**What needs to be done**. In the page on CADEvolve below, copy the text from "CADEvolve: Creating Realistic" to "improved Image2CAD performance." and switch "CADEvolve" to "CADForge" wherever it occurs.

CADEvolve: Creating Realistic CAD via Program Evolution
Abstract
CADEvolve presents an evolution-based approach using VLM-guided edits to generate complex CAD programs from simple primitives, creating a large dataset for improved Image2CAD performance.
Computer-Aided Design (CAD) delivers rapid, editable modeling for engineering and manufacturing. Recent AI progress now makes full automation feasible for various CAD tasks. However, progress is bottlenecked by data: public corpora mostly contain sketch-extrude sequences, lack complex operations, multi-operation composition and design intent, and thus hinder effective fine-tuning. Attempts to bypass this with frozen VLMs often yield simple or invalid programs due to limited 3D grounding in current foundation models. We present CADEvolve, an evolution-based pipeline and dataset that starts from simple primitives and, via VLM-guided edits and validations, incrementally grows CAD programs toward industrial-grade complexity. The result is 8k complex parts expressed as executable CadQuery parametric generators. After multi-stage post-processing and augmentation, we obtain a unified dataset of 1.3m scripts paired with rendered geometry and exercising the full CadQuery operation set. A VLM fine-tuned on CADEvolve achieves state-of-the-art results on the Image2CAD task across the DeepCAD, Fusion 360, and MCB benchmarks.

[Items from a dataset]
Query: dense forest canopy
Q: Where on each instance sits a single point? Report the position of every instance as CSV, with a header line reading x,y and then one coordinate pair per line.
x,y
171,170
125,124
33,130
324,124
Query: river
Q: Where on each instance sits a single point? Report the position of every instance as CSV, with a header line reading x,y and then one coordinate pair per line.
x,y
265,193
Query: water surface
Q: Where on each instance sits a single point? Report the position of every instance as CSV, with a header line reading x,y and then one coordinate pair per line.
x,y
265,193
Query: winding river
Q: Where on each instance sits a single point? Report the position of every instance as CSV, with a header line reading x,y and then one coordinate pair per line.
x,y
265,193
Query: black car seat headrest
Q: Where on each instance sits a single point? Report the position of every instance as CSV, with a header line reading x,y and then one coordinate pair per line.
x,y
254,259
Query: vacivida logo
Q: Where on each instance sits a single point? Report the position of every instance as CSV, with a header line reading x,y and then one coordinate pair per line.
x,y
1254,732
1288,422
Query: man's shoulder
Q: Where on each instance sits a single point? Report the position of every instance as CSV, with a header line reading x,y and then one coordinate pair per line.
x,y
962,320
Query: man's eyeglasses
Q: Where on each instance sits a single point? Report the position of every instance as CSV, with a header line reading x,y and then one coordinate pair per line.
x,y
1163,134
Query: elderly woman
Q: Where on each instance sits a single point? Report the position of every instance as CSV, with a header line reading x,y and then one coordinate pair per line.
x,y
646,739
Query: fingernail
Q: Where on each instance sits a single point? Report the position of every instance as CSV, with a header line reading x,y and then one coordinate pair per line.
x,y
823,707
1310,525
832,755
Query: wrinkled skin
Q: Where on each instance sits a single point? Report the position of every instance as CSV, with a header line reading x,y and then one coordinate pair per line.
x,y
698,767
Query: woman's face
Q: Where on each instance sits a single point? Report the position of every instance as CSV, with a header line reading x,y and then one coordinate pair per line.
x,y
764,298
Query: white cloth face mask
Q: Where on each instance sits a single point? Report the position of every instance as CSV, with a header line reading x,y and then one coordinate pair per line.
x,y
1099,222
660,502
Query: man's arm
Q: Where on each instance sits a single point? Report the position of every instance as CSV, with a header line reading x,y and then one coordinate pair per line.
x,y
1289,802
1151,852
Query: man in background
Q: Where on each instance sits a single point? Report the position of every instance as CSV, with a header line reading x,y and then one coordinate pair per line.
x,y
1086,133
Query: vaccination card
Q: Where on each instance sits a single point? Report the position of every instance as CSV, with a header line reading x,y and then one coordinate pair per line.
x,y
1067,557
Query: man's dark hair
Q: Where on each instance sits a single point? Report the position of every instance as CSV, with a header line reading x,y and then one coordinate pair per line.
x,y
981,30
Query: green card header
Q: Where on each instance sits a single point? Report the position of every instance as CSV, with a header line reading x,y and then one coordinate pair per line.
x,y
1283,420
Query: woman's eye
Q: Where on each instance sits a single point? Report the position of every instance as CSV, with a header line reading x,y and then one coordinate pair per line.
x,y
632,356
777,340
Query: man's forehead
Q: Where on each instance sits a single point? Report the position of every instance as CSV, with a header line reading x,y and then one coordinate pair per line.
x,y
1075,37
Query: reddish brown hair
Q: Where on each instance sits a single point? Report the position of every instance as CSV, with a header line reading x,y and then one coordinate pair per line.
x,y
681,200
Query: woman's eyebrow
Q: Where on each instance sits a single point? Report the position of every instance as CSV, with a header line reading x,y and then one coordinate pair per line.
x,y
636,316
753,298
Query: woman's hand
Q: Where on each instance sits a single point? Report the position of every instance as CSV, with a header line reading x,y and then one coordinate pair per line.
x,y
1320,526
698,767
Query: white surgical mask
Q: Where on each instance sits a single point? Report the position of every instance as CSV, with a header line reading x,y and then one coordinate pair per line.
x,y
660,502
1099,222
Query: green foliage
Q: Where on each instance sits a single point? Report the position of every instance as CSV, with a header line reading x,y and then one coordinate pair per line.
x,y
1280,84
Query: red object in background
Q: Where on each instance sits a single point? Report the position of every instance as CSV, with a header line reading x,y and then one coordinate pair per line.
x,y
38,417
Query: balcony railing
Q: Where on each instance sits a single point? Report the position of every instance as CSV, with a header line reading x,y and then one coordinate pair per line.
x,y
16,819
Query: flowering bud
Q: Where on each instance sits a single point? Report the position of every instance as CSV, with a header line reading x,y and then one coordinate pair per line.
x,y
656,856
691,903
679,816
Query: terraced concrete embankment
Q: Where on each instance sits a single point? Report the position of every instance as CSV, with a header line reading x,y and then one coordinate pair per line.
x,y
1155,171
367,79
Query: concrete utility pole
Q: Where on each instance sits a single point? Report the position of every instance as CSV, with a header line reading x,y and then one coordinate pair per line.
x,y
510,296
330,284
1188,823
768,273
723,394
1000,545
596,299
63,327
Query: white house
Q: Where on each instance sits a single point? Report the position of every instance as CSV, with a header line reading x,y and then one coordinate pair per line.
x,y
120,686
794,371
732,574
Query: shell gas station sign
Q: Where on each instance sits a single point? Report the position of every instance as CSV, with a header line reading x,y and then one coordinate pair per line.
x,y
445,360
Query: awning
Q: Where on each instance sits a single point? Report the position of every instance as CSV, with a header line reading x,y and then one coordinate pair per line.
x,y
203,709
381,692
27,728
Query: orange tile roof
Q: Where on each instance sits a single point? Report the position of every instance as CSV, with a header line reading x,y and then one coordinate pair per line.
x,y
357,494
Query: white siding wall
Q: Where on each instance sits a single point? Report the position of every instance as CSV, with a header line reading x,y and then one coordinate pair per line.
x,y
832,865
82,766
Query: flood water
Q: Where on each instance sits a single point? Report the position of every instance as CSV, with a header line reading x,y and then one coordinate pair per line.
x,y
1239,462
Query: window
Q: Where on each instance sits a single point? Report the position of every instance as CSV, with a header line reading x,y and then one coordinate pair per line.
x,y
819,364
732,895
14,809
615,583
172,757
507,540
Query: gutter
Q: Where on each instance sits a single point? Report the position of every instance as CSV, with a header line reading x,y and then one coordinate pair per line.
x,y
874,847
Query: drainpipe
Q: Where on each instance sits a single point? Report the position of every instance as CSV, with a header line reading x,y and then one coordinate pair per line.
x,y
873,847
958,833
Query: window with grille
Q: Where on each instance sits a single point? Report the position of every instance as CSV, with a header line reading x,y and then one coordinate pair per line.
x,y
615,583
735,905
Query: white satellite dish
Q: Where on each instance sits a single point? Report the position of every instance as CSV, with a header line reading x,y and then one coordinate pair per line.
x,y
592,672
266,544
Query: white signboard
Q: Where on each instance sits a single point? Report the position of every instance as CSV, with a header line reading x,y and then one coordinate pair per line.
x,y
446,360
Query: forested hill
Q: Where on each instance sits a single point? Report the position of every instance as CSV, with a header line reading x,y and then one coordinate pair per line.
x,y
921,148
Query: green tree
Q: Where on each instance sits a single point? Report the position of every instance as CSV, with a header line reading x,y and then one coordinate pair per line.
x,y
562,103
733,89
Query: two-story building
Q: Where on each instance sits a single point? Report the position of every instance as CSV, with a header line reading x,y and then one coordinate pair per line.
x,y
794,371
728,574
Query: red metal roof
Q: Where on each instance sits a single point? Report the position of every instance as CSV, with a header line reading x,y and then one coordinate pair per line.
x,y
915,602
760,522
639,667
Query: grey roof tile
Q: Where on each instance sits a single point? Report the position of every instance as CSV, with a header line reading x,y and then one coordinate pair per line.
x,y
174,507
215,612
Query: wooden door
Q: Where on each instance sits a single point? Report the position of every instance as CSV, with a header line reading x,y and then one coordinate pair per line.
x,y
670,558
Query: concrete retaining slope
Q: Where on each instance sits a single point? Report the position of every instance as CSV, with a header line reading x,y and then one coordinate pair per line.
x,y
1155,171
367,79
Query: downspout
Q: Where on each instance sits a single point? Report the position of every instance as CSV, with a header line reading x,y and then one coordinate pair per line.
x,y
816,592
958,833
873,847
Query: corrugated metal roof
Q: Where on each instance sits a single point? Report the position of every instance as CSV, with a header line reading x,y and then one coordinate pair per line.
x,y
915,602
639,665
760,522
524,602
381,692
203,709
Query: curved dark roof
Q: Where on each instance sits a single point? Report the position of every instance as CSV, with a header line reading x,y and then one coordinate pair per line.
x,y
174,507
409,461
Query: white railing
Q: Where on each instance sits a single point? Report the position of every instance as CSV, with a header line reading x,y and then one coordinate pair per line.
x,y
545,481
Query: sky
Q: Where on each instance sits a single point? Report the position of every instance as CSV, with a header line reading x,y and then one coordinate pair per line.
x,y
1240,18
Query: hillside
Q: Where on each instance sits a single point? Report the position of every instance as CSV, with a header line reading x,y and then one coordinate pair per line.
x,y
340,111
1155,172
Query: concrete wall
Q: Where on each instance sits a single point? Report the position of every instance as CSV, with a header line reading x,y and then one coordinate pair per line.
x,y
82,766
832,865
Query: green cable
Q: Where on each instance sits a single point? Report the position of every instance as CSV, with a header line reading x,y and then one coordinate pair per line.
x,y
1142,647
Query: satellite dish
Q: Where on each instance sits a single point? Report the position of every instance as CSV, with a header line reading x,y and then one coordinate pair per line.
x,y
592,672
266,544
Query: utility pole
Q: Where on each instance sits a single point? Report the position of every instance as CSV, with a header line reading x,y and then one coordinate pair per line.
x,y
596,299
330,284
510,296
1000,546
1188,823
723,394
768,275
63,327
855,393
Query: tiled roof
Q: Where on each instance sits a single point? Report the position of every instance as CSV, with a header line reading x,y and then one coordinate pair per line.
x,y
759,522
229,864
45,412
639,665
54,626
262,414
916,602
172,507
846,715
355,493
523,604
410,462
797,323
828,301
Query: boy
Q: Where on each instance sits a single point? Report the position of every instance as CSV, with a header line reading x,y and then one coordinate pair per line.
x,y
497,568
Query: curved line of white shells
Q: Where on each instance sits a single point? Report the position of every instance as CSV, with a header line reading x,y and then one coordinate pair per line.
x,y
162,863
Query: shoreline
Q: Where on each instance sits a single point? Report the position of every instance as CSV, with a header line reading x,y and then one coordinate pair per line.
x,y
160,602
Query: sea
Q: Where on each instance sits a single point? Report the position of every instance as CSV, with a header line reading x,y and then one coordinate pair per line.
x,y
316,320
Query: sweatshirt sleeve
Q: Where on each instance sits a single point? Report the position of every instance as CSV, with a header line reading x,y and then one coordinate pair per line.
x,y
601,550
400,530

**Written solution**.
CADForge: Creating Realistic CAD via Program Evolution
Abstract
CADForge presents an evolution-based approach using VLM-guided edits to generate complex CAD programs from simple primitives, creating a large dataset for improved Image2CAD performance.